Problem to work on>
Leave out the pictures and copy every record exactly.

Supplied records>
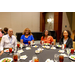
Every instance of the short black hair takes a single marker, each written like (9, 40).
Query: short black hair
(69, 34)
(44, 33)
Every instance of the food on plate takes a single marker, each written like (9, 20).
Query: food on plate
(6, 60)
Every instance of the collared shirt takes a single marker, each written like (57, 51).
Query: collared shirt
(8, 42)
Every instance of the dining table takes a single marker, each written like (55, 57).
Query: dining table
(43, 56)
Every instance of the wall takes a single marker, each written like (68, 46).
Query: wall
(18, 21)
(47, 25)
(67, 20)
(73, 21)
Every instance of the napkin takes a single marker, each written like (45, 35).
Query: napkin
(20, 51)
(23, 57)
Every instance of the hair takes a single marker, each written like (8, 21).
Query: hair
(26, 30)
(6, 29)
(44, 33)
(69, 34)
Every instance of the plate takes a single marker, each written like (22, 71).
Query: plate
(6, 59)
(72, 57)
(58, 45)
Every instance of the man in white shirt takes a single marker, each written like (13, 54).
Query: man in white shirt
(8, 40)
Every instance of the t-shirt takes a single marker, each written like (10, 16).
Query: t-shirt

Right answer>
Every instance of the short black hair takes a single marker, each written like (9, 40).
Query: short black hair
(69, 34)
(44, 33)
Every instance of the food on plate takes a single marker, each written like (9, 20).
Query: food on plate
(6, 60)
Every instance of the collared shirt takes a single marker, each written like (57, 51).
Query: collared shirt
(8, 42)
Every instance of the dining table takes a single marker, each written like (55, 57).
Query: dining table
(43, 56)
Every instance of the wall takes a single marker, each written like (68, 46).
Query: wall
(18, 21)
(47, 25)
(67, 20)
(73, 21)
Every instance of the napkin takes a single marker, each written like (45, 35).
Query: napkin
(20, 51)
(23, 57)
Every instance of the hair takes a single marker, each written like (8, 21).
Query: hair
(26, 30)
(6, 29)
(44, 33)
(69, 34)
Every instance of the plate takes a single marker, each written like (22, 71).
Query: plate
(6, 59)
(72, 57)
(58, 45)
Every instance of the man in white shirt takes a single marker, each written like (13, 54).
Query: man in white shirt
(8, 40)
Every instance of the t-shirt takes a single marker, each written like (10, 16).
Query: t-shirt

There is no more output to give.